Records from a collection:
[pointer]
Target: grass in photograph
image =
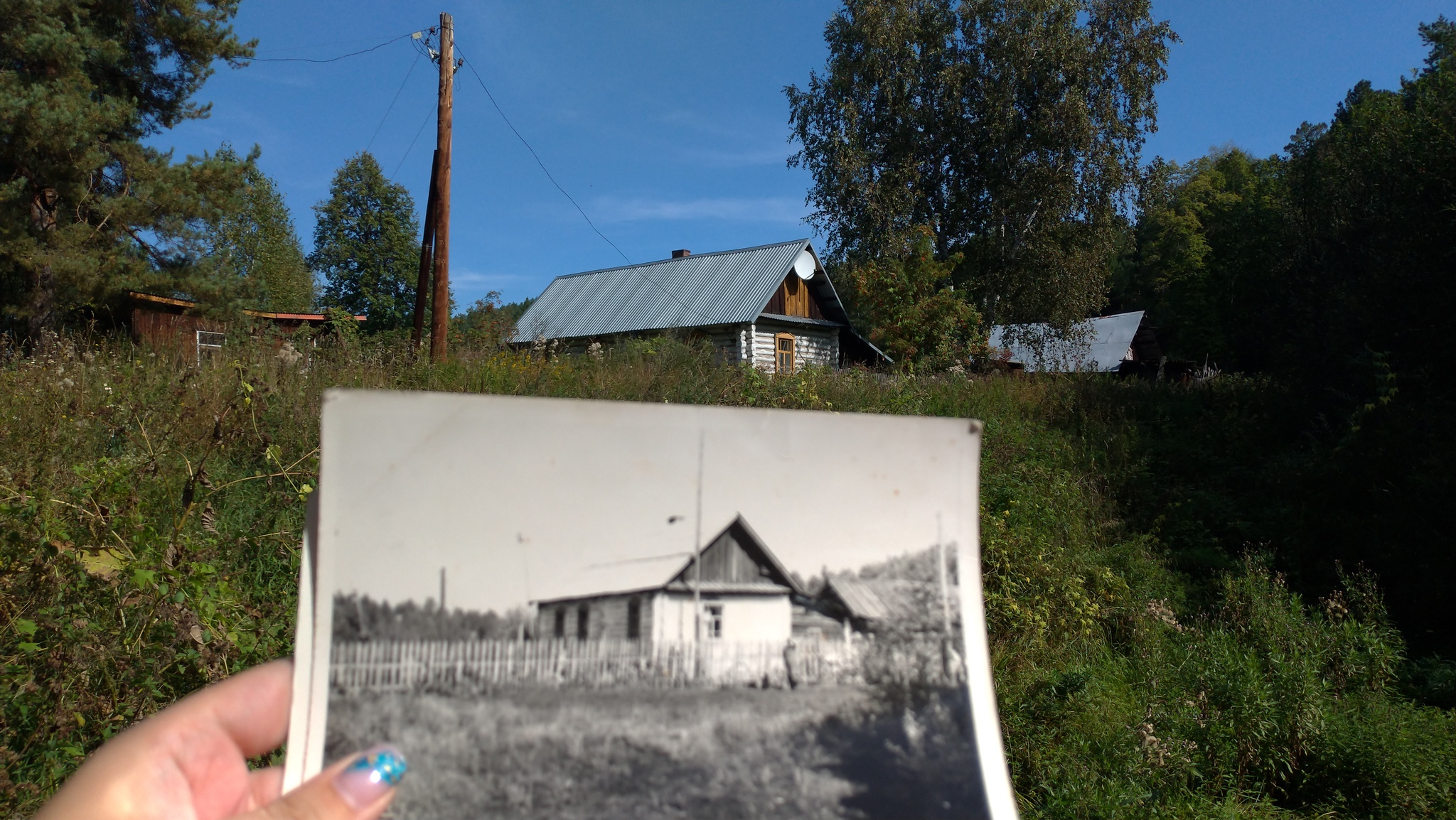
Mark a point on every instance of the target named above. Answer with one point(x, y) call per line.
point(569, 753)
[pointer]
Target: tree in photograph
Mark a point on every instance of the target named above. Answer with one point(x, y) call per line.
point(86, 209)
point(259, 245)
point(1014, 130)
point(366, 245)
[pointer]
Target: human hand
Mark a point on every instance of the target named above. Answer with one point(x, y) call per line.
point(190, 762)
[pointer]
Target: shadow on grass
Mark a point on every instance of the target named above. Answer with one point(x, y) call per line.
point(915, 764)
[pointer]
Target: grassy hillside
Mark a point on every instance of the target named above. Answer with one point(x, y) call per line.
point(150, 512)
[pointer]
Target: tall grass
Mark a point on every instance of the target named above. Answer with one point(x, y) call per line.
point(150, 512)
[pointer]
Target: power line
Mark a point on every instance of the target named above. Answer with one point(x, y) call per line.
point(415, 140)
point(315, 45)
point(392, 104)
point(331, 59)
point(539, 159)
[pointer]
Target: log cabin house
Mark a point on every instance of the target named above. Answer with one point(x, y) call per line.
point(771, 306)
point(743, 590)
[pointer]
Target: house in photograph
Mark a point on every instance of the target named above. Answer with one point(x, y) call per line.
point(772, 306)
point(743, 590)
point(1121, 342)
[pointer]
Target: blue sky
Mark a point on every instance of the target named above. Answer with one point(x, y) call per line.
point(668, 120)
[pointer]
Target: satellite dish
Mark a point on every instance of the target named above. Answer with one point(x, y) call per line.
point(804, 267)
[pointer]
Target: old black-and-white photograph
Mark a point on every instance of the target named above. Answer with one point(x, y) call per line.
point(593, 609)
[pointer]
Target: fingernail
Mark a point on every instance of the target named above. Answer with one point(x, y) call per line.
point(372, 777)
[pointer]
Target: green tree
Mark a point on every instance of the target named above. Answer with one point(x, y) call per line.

Exercise prompt >> Would you please copy all lines in the data that contain the word "photograph"?

Problem solution >>
Target: grass in photograph
Target: tree in photograph
Target: house in photograph
Target: old black-and-white photograph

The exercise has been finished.